EXERCISE TASKS:
1. According to the passage on ARPA-E's first grants, how much was awarded to Foro Energy?
2. Write a continuation of the passage about ARPA-E's first grants, starting after its final sentence.

EXCERPTED PASSAGE:

-- Start --

ARPA-E, run by the US Department of Energy (DOE), was created in 2007 to fund projects that could help to reduce emissions of greenhouse gases and the US's dependence on foreign sources of energy.
In the 2009 Recovery and Reinvestment Act, ARPA-E received $400m – the first time it had been given funds. In April, over 3600 initial concept papers were sent to the agency, of which over 300 were invited to send in full applications. This caused a furore in September because researchers who had been rejected complained that they were not given any reasons why.
Over 40% of the money, which was announced by the DOE yesterday, has been awarded to small start-up companies. The largest grant, $9.15m, has gone to Foro Energy, a company based in Colorado. It will research new drilling technologies that could dig deep into basement rock which could make it easier and faster to tap into geothermal power – energy that is extracted from heat stored in the Earth.
Other big winners include the Massachusetts-based FloDesign Wind Turbine, which will use $8.33m to carry out research into a new "shrouded" wind turbine that could reduce noise from the blades and deliver more energy.

-- End --

DATA PROVIDED:

-- Start --

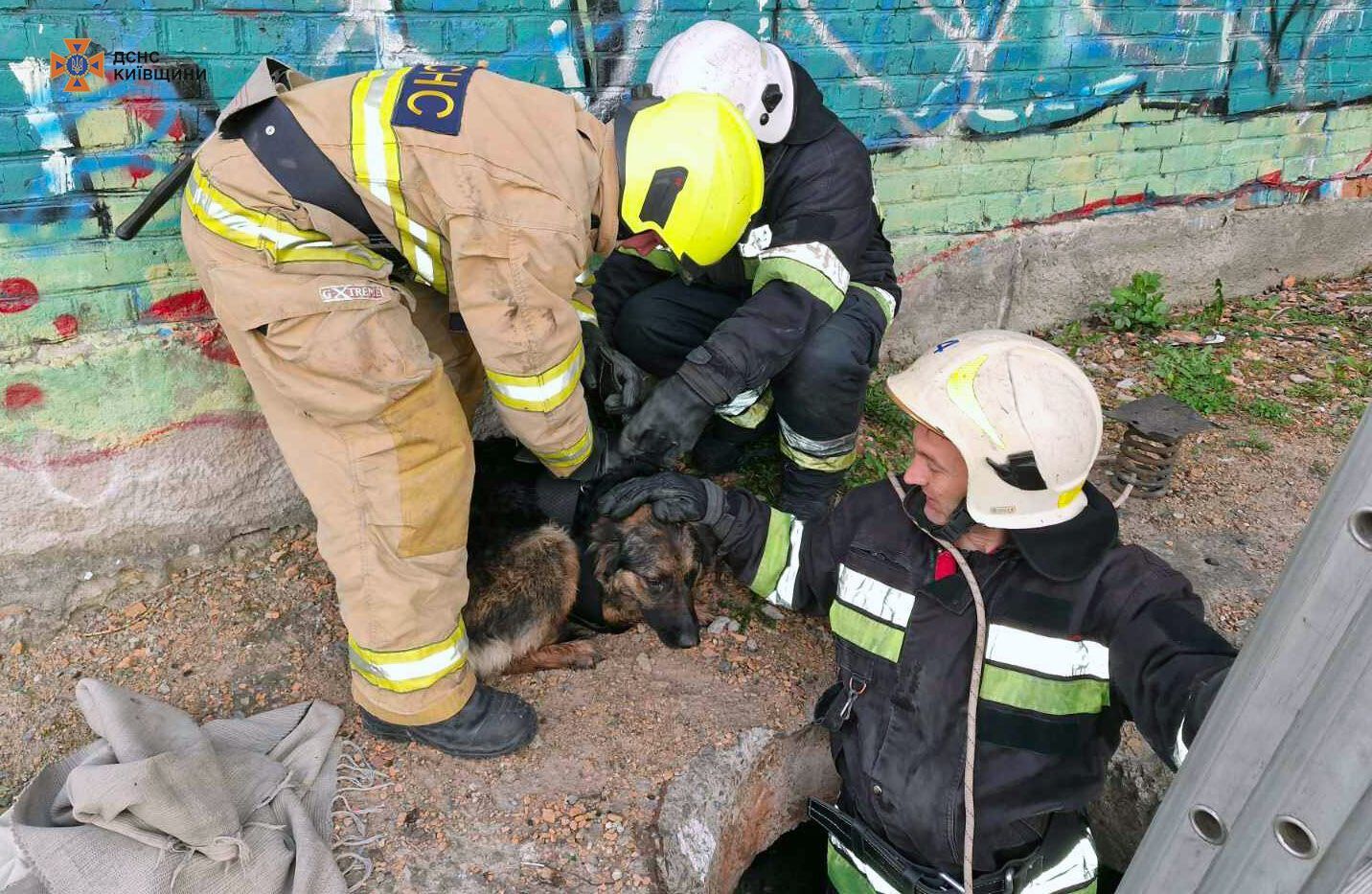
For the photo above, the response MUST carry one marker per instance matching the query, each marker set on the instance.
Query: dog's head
(647, 571)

-- End --

ANSWERS TO THE EXERCISE:
1. $9.15m

2.
Phononic Devices in Oklahoma, meanwhile, has won $3m to do research into thermoelectric materials, which work by converting temperature differences into an electric potential. Envia Systems, based in California, will use $4m to do research into creating more efficient lithium-ion batteries.
Research projects at academic institutions will take around 35% of the money. Iowa State University, for example, will use $4.37m to investigate whether it is viable to use algae to produce biofuels directly from sunlight and carbon dioxide, while researchers at the Massachusetts Institute of Technology will use $6.95m to look into liquid metal batteries that could be used for energy storage.
"I would have liked to have seen bolder projects funded," says Martin Hoffert from New York University, whose team had failed to secure funding for research on the feasibility of space-based solar-power technology. "Some of them are interesting, but they will likely not lead to the transformative technologies that we need to tackle climate change."